§ **Assigned task**: From the line containing "category is silver" onward, every line of the entries is to be set down exactly, the last line included.

§ **Given data**:
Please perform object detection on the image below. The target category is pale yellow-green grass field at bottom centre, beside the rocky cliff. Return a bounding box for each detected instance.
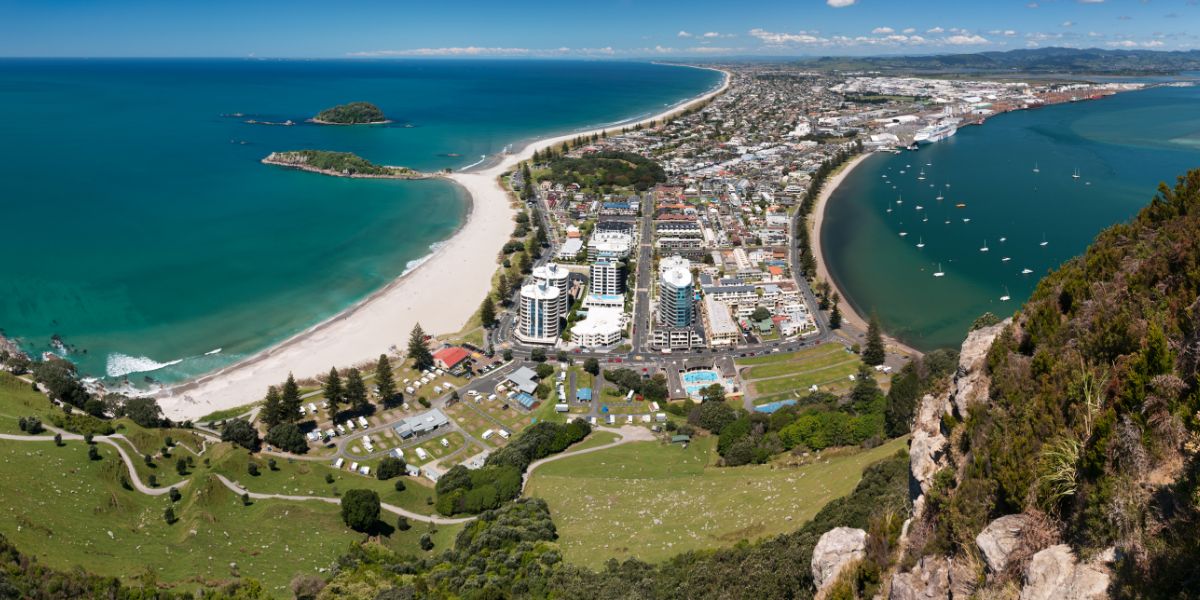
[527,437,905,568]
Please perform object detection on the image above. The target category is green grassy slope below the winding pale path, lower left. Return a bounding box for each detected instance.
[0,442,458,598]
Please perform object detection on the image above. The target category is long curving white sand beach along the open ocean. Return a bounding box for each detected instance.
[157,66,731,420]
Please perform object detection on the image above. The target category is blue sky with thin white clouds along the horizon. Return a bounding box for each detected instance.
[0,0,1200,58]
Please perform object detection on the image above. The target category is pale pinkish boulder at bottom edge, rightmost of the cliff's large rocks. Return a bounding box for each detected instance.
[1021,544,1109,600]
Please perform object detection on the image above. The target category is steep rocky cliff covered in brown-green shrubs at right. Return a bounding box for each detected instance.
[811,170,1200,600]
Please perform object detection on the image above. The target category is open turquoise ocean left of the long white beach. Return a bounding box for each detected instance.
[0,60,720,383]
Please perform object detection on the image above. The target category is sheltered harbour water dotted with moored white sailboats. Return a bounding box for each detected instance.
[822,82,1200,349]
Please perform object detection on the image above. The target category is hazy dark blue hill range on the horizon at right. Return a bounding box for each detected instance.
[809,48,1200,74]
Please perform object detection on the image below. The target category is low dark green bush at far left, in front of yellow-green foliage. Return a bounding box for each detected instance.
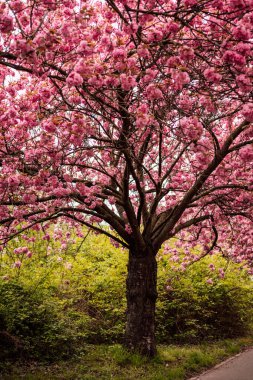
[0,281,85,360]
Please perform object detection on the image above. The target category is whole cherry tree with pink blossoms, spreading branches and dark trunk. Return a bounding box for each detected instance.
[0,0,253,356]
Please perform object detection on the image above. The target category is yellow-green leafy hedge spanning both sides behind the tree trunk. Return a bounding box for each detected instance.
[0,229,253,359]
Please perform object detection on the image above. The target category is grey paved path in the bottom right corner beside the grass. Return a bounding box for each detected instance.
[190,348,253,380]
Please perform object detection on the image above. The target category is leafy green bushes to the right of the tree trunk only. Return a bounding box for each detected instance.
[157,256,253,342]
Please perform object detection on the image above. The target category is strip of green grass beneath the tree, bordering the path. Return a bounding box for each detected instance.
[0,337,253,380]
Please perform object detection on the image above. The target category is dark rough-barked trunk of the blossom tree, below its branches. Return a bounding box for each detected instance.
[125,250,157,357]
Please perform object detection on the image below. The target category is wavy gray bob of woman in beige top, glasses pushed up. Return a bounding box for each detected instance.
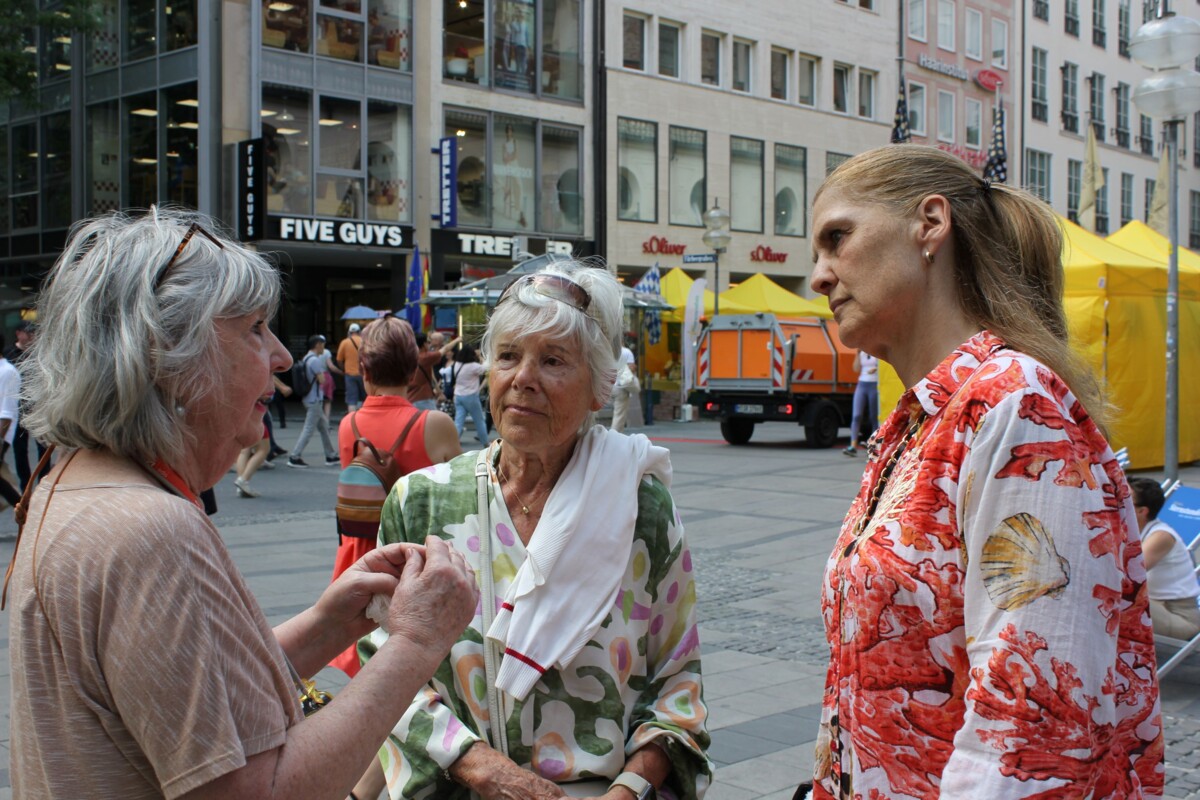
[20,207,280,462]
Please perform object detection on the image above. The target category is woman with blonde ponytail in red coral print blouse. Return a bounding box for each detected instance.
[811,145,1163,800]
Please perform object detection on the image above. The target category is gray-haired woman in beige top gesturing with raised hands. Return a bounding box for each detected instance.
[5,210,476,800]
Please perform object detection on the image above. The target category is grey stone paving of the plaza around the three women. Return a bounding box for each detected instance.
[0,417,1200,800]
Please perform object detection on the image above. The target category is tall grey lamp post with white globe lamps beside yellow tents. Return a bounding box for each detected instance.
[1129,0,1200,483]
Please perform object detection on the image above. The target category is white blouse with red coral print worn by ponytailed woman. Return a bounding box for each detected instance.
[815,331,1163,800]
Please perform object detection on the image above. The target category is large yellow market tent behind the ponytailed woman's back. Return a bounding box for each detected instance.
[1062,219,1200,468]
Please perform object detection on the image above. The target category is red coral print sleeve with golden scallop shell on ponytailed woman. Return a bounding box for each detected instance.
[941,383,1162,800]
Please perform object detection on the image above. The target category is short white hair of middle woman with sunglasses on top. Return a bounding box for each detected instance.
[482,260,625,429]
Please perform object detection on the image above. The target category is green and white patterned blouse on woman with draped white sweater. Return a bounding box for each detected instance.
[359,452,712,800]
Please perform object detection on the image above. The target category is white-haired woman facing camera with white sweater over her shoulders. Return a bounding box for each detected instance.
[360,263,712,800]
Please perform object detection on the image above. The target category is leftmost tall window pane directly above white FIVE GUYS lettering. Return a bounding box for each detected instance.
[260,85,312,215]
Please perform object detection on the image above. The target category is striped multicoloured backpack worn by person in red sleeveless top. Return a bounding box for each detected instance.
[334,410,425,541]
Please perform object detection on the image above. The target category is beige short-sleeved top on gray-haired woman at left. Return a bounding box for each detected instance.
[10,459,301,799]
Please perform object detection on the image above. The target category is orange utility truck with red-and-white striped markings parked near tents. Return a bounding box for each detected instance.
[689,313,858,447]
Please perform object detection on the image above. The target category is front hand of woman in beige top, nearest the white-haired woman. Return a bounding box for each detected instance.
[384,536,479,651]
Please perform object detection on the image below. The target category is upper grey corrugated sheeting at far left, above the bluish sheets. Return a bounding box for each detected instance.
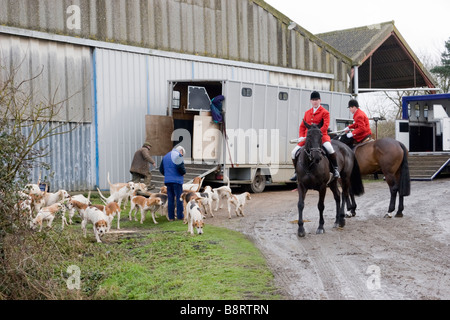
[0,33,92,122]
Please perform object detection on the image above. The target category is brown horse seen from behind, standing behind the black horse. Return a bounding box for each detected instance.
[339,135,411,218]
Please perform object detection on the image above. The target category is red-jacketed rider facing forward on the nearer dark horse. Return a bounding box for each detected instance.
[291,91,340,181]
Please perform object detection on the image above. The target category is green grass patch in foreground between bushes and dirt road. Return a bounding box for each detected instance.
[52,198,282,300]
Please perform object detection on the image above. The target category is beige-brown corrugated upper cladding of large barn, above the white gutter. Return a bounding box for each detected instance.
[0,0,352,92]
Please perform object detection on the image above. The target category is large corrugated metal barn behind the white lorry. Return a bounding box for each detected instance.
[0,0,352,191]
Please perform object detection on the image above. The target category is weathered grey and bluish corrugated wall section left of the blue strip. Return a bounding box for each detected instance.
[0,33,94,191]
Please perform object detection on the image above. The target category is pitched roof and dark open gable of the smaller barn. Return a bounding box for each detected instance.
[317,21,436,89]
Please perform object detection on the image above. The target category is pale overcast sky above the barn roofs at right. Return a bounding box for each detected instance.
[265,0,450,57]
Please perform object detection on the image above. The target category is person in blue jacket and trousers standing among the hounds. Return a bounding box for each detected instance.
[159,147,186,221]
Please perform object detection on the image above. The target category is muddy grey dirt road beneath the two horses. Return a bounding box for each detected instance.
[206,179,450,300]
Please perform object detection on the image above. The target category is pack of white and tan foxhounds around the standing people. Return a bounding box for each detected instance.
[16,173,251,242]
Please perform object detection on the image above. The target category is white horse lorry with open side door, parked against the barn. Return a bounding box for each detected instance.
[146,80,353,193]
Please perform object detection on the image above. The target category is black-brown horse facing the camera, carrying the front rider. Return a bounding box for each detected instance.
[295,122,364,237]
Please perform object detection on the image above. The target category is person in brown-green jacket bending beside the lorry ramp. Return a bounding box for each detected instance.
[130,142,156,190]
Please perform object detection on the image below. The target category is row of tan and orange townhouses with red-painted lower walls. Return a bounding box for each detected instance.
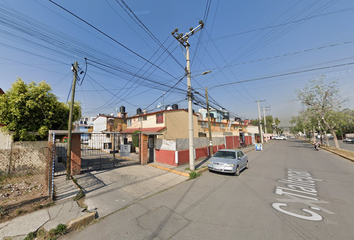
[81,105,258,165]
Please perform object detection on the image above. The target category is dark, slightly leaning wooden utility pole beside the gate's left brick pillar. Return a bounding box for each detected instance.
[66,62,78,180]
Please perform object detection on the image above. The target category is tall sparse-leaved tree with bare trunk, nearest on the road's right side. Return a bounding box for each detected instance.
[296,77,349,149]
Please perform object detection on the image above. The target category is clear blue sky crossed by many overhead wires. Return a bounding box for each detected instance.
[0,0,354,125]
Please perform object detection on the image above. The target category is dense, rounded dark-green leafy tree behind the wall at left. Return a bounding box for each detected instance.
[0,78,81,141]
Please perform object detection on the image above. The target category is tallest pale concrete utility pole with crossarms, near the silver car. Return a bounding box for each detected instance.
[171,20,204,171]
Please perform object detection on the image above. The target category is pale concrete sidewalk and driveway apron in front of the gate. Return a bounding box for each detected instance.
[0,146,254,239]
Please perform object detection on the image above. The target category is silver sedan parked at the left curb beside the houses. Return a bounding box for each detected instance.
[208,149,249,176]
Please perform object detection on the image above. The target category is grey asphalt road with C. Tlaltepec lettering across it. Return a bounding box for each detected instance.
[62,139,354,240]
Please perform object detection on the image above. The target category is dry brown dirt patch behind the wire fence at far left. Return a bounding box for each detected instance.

§ **Exercise solution**:
Please perform object detection on the image above. The target category is silver sedan parked at the left curb beside the houses. Return a bounding box for each detected instance.
[208,149,249,176]
Please perform object detection on the image above. The target category is grey asphalt road with C. Tlaltepec lettering across it. Return a bounding box for each detected instance.
[62,139,354,240]
Please perform object detection on the image above. The target category is dry brown dirt patch behind the wire fence at far left. Return a bounding box for each detected instance.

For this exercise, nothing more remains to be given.